Point placement records
»»

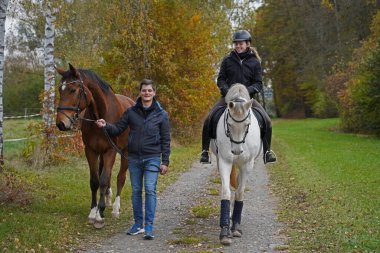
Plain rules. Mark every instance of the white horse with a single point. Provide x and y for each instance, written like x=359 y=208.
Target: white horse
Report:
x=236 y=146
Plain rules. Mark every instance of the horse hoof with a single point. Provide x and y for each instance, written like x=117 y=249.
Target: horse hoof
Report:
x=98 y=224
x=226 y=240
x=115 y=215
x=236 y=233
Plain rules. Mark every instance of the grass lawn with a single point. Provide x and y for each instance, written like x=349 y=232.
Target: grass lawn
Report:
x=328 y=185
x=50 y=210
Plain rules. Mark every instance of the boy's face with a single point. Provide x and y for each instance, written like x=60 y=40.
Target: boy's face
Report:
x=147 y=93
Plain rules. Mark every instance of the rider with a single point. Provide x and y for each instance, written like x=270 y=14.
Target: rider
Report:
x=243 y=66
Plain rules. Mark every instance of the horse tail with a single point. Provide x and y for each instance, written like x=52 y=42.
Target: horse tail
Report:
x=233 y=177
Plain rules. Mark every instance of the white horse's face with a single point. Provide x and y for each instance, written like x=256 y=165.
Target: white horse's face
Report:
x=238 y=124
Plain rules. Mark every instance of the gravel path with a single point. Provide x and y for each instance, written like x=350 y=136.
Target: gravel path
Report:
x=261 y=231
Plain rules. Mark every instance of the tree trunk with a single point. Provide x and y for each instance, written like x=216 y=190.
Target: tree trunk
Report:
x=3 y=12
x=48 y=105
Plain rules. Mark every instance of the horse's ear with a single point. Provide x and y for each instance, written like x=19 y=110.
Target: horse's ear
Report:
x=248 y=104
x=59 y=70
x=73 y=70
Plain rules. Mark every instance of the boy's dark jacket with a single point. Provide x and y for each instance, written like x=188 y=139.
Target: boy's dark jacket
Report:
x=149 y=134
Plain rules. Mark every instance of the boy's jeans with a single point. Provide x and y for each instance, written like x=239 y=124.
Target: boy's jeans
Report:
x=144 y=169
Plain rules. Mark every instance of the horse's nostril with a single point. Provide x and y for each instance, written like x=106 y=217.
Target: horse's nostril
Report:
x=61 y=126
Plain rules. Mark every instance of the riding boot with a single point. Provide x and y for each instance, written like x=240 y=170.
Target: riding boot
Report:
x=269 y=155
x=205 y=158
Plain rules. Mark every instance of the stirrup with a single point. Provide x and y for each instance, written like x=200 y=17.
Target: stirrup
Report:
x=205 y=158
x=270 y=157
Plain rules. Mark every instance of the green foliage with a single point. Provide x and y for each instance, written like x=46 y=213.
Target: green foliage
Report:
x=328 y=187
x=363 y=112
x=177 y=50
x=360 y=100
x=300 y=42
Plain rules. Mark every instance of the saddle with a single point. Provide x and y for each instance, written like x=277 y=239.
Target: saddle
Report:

««
»»

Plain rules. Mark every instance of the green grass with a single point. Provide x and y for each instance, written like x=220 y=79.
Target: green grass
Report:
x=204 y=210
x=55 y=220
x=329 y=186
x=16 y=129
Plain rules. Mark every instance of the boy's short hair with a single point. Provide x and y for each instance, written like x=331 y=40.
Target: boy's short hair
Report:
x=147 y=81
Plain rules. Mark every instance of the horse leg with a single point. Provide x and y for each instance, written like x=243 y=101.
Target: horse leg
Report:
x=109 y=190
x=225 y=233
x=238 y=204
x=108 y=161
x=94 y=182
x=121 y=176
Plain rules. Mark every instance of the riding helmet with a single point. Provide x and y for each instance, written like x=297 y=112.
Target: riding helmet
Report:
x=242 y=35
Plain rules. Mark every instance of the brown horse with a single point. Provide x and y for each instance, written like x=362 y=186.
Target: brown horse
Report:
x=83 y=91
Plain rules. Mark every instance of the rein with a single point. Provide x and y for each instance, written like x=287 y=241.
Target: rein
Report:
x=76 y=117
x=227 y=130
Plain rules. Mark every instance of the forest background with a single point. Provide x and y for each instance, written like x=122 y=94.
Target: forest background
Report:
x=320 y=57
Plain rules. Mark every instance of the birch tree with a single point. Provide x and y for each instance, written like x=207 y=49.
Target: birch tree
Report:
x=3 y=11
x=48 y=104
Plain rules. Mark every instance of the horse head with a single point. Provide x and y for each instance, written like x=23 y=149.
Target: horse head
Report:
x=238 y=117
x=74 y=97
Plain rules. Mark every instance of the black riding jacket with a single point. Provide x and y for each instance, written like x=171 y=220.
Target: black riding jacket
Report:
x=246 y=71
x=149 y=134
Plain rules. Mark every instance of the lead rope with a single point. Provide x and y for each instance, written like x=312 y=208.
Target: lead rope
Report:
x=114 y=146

««

* Exercise: Can you pull out every line of the data above that contains the string "riding"? Case counts, so match only that exact capitalization.

* Answer for the task:
Plain rules. Mark every instance of the riding boot with a single point. Provide x and y for each instance, written like x=240 y=170.
Target: riding boot
Plain rules. Mark every instance of the riding helmet with a single point. Provide x and y for each instance, written like x=297 y=112.
Target: riding helmet
Plain rules. Mark every instance of the black riding jacket with a single point. Provide x and y for each instance, written like x=171 y=220.
Target: black riding jacket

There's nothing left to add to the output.